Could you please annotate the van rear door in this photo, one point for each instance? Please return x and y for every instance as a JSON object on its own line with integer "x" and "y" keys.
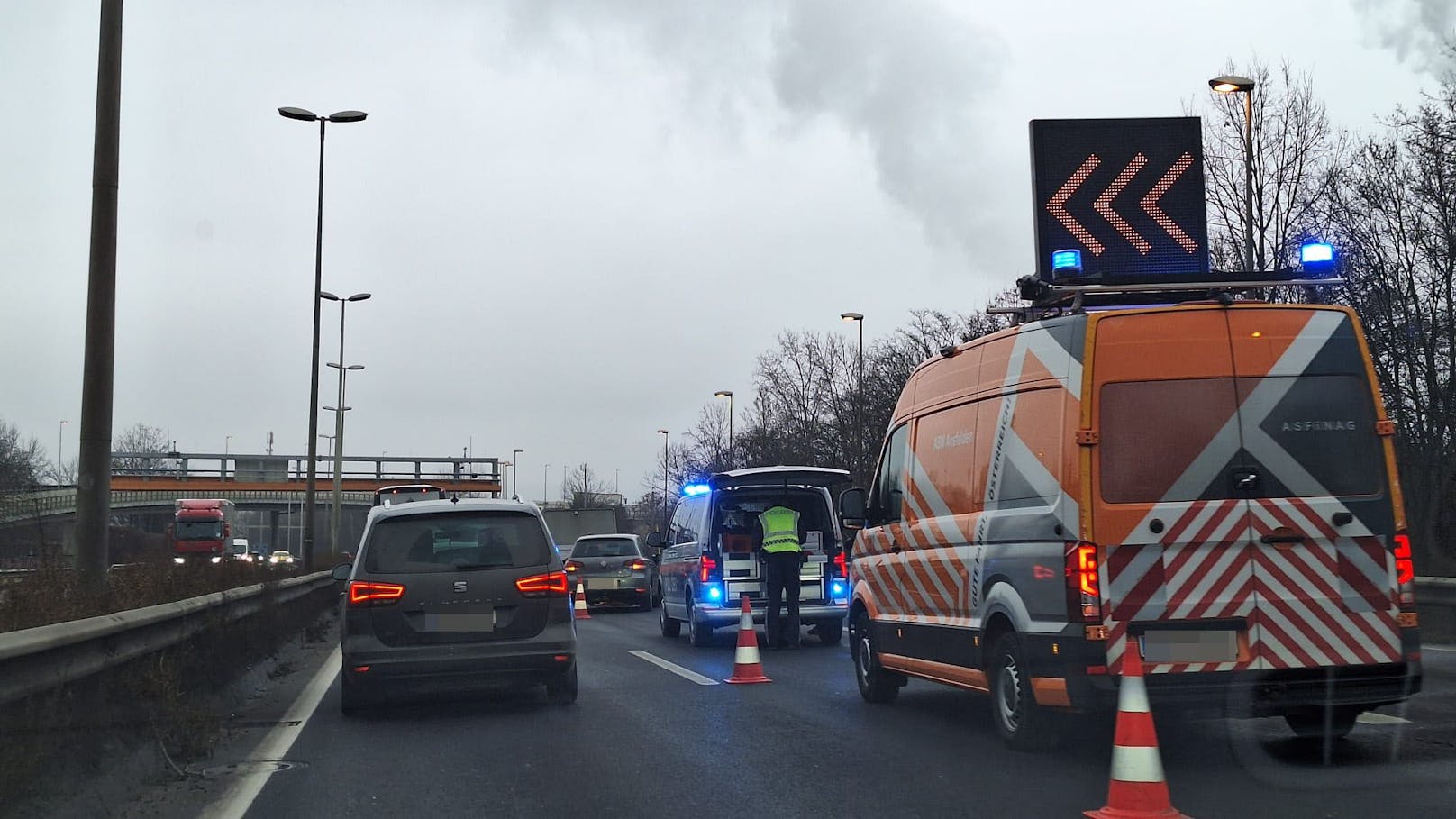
{"x": 1323, "y": 519}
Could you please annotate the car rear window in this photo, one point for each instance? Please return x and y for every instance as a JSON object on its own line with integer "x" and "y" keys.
{"x": 453, "y": 541}
{"x": 614, "y": 547}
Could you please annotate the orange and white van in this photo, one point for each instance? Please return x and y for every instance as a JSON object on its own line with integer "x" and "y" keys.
{"x": 1212, "y": 486}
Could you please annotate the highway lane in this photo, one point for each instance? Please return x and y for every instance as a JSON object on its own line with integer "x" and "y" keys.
{"x": 645, "y": 742}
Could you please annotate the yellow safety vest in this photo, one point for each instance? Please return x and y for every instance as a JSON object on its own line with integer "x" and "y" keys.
{"x": 780, "y": 529}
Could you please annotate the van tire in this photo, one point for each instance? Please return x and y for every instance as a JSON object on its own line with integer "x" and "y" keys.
{"x": 669, "y": 625}
{"x": 1018, "y": 719}
{"x": 697, "y": 632}
{"x": 1311, "y": 724}
{"x": 876, "y": 684}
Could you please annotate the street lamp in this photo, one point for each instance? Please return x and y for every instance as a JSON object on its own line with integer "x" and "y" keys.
{"x": 728, "y": 396}
{"x": 337, "y": 514}
{"x": 318, "y": 287}
{"x": 1231, "y": 84}
{"x": 515, "y": 471}
{"x": 860, "y": 394}
{"x": 664, "y": 484}
{"x": 338, "y": 450}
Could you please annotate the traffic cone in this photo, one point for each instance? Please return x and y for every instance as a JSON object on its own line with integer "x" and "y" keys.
{"x": 581, "y": 602}
{"x": 746, "y": 666}
{"x": 1136, "y": 788}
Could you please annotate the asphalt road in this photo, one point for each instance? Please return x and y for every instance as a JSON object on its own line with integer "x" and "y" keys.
{"x": 645, "y": 742}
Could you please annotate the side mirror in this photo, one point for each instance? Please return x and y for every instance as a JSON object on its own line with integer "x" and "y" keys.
{"x": 852, "y": 509}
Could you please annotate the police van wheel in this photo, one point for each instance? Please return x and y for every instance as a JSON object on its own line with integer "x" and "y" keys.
{"x": 1021, "y": 723}
{"x": 876, "y": 684}
{"x": 669, "y": 625}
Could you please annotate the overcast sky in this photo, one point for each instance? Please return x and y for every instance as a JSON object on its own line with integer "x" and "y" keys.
{"x": 578, "y": 219}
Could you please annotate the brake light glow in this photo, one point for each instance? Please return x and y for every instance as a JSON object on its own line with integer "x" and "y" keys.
{"x": 550, "y": 585}
{"x": 1404, "y": 564}
{"x": 368, "y": 592}
{"x": 706, "y": 569}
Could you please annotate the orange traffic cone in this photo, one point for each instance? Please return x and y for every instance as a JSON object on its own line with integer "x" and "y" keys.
{"x": 1136, "y": 788}
{"x": 746, "y": 666}
{"x": 581, "y": 602}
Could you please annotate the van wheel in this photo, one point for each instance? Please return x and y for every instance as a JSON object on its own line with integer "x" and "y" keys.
{"x": 699, "y": 632}
{"x": 1311, "y": 724}
{"x": 876, "y": 684}
{"x": 669, "y": 625}
{"x": 562, "y": 691}
{"x": 1020, "y": 720}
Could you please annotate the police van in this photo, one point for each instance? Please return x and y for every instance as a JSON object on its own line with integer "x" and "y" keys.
{"x": 713, "y": 551}
{"x": 1212, "y": 486}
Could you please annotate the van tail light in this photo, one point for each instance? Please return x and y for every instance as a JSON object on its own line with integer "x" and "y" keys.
{"x": 1084, "y": 582}
{"x": 550, "y": 585}
{"x": 370, "y": 594}
{"x": 1406, "y": 570}
{"x": 708, "y": 569}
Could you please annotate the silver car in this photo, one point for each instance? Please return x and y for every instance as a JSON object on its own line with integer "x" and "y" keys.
{"x": 459, "y": 595}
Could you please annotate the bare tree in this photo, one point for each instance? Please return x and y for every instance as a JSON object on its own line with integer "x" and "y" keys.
{"x": 1394, "y": 216}
{"x": 1293, "y": 150}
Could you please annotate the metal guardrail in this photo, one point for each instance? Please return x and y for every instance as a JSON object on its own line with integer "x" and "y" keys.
{"x": 49, "y": 656}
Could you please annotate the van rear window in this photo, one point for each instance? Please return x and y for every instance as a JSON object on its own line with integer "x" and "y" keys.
{"x": 1172, "y": 441}
{"x": 456, "y": 541}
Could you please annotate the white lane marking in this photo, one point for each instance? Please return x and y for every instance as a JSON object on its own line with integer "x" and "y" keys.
{"x": 239, "y": 797}
{"x": 1373, "y": 719}
{"x": 675, "y": 668}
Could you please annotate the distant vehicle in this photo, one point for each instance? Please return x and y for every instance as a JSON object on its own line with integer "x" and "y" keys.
{"x": 614, "y": 569}
{"x": 711, "y": 559}
{"x": 1212, "y": 486}
{"x": 200, "y": 529}
{"x": 406, "y": 493}
{"x": 465, "y": 596}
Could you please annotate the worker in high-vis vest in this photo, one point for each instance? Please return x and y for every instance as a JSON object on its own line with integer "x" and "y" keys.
{"x": 784, "y": 556}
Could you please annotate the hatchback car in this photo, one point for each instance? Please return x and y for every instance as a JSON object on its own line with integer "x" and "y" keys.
{"x": 456, "y": 595}
{"x": 614, "y": 569}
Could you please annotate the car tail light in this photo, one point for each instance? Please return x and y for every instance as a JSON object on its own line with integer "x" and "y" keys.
{"x": 550, "y": 585}
{"x": 1084, "y": 583}
{"x": 1406, "y": 570}
{"x": 708, "y": 569}
{"x": 368, "y": 592}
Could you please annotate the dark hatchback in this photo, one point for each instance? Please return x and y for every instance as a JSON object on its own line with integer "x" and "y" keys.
{"x": 456, "y": 596}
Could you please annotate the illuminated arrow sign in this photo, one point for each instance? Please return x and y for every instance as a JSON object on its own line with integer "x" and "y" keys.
{"x": 1129, "y": 193}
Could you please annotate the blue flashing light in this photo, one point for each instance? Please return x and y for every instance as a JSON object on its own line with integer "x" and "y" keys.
{"x": 1316, "y": 254}
{"x": 1066, "y": 259}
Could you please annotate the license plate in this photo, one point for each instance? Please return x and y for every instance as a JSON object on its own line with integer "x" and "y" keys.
{"x": 460, "y": 621}
{"x": 1175, "y": 646}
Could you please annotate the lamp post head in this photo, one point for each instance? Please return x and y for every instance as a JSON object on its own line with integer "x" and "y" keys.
{"x": 1231, "y": 84}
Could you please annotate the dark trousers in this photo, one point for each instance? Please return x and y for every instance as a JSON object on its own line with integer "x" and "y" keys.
{"x": 782, "y": 573}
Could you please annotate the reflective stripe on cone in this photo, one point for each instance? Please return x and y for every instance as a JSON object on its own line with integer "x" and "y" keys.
{"x": 746, "y": 665}
{"x": 1136, "y": 787}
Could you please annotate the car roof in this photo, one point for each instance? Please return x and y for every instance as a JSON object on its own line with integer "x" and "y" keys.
{"x": 462, "y": 505}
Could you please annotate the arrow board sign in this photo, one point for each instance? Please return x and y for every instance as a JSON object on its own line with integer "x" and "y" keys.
{"x": 1124, "y": 193}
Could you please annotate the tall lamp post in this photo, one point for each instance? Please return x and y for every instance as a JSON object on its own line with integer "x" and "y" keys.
{"x": 860, "y": 394}
{"x": 728, "y": 396}
{"x": 337, "y": 514}
{"x": 664, "y": 484}
{"x": 1232, "y": 84}
{"x": 318, "y": 289}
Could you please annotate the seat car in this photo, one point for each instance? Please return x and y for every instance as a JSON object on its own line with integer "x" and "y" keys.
{"x": 711, "y": 559}
{"x": 1212, "y": 486}
{"x": 614, "y": 569}
{"x": 456, "y": 596}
• • • • •
# EXERCISE BRIEF
Repeat exactly the lines from the line containing "Could you please annotate the seat" through the end of the listing above; both boundary lines are part of the output.

# SOLVED EXERCISE
Could you please annotate the seat car in this photo, one point for each instance? Please return x and y for every instance as a JSON object on its own line with integer "x" and "y" keys.
{"x": 711, "y": 559}
{"x": 1212, "y": 486}
{"x": 614, "y": 569}
{"x": 456, "y": 596}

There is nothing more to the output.